-- Start of Extracted material --

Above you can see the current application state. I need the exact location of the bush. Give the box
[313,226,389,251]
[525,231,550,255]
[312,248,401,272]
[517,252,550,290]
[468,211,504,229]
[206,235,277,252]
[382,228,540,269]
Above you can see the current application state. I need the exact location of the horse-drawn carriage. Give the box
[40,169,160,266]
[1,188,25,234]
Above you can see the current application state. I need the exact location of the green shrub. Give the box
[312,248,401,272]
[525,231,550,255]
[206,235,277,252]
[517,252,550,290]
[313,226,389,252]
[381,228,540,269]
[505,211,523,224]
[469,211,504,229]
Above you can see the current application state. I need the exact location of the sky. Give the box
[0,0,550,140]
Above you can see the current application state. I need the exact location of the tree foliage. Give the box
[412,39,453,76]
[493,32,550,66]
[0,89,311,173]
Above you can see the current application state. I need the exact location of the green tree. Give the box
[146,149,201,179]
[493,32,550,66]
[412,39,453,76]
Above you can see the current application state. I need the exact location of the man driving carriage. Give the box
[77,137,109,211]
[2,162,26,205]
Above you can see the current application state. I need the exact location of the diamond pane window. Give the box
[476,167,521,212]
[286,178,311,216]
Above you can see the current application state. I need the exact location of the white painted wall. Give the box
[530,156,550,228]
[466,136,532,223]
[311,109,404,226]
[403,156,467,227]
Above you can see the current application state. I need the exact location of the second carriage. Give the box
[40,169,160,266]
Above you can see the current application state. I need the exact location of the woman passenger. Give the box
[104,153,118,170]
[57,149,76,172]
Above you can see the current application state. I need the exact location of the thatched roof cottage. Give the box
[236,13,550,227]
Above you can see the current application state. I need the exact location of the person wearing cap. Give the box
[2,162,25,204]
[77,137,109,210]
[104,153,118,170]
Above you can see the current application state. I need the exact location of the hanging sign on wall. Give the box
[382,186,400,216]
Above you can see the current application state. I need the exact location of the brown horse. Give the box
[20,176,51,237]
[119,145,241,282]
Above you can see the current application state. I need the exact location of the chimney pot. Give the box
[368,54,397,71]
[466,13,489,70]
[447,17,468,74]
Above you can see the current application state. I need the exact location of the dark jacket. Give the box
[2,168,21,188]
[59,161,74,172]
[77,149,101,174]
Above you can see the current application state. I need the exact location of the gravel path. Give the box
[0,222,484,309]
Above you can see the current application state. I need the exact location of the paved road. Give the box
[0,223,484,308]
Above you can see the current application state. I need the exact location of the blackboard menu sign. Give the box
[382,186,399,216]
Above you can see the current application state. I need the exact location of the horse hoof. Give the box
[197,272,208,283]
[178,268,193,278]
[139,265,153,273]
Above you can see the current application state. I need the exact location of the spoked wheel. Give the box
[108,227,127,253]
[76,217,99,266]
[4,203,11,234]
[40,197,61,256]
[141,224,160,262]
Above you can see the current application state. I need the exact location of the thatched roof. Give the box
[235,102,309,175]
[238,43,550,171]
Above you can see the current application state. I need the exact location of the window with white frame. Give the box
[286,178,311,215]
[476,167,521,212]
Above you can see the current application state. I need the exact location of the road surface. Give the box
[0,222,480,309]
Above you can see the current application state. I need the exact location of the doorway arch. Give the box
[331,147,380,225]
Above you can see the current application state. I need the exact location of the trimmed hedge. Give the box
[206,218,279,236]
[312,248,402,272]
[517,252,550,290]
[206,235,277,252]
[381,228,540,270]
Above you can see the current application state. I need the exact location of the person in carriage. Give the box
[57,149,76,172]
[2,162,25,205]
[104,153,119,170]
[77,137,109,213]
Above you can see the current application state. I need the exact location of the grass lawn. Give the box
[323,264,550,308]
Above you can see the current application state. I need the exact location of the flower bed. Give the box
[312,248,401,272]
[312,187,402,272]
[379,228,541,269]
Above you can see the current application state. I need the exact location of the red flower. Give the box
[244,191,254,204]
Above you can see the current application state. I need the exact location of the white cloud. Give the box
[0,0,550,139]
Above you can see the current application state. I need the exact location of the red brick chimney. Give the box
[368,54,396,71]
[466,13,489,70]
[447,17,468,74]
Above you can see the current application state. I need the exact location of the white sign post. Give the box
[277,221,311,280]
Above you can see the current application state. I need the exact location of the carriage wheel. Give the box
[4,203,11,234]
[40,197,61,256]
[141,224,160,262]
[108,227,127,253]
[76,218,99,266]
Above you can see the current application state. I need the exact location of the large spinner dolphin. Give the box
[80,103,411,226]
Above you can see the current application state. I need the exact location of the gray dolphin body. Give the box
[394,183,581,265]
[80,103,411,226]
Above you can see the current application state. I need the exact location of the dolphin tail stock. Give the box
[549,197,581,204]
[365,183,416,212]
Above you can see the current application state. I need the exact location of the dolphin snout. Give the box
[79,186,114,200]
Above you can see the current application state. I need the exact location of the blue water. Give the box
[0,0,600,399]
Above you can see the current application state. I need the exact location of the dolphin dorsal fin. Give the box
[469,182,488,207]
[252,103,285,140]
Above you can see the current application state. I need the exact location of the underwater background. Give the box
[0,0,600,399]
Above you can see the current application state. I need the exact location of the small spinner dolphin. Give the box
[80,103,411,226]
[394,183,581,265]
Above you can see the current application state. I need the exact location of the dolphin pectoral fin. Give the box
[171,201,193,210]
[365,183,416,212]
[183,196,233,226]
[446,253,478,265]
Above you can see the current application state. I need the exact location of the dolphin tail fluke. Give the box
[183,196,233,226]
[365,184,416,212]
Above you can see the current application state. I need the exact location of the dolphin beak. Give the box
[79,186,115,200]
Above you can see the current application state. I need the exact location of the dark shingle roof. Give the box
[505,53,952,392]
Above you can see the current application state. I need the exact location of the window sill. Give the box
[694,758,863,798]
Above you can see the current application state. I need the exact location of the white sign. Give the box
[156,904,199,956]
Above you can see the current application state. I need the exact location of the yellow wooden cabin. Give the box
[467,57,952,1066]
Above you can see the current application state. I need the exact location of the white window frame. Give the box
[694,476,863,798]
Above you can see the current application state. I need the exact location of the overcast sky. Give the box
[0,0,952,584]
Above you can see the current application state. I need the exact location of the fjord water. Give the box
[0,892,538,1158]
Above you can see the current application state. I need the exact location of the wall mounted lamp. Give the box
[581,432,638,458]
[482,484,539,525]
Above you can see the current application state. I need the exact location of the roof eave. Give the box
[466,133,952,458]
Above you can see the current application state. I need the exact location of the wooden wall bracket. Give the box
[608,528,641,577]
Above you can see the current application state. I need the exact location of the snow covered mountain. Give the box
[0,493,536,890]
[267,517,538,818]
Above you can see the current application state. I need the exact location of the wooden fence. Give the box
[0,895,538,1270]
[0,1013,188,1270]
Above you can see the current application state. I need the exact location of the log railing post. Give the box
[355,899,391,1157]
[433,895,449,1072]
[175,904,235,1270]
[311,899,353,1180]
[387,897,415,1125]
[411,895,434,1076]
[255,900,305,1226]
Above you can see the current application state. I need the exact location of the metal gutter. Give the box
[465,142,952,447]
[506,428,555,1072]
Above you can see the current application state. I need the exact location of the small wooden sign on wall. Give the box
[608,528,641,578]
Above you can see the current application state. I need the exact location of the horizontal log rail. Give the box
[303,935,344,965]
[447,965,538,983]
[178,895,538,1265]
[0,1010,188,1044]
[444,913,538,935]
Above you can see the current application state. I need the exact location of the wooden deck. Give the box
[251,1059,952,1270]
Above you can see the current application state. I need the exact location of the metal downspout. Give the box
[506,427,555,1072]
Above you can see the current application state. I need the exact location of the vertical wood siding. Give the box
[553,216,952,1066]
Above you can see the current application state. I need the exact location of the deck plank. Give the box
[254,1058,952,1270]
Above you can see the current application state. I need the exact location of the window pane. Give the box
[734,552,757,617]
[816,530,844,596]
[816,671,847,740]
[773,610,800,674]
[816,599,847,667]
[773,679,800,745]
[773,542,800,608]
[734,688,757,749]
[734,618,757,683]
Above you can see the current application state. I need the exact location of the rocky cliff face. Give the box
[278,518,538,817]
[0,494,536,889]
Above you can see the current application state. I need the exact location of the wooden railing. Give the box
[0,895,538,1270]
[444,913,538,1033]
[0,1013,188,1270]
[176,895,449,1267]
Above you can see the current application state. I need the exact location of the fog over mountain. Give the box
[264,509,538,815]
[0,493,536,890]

-- End of Extracted material --

▶ **Description of the task**:
Can you turn everything from the line containing "over mountain. Give the box" down to the last line above into a numbered list, skipping any blank lines?

▶ **Problem solution**:
1. Above you can see the current application state. I need the exact location of the fog over mountain. Give the box
2. [264,509,538,815]
3. [0,493,536,890]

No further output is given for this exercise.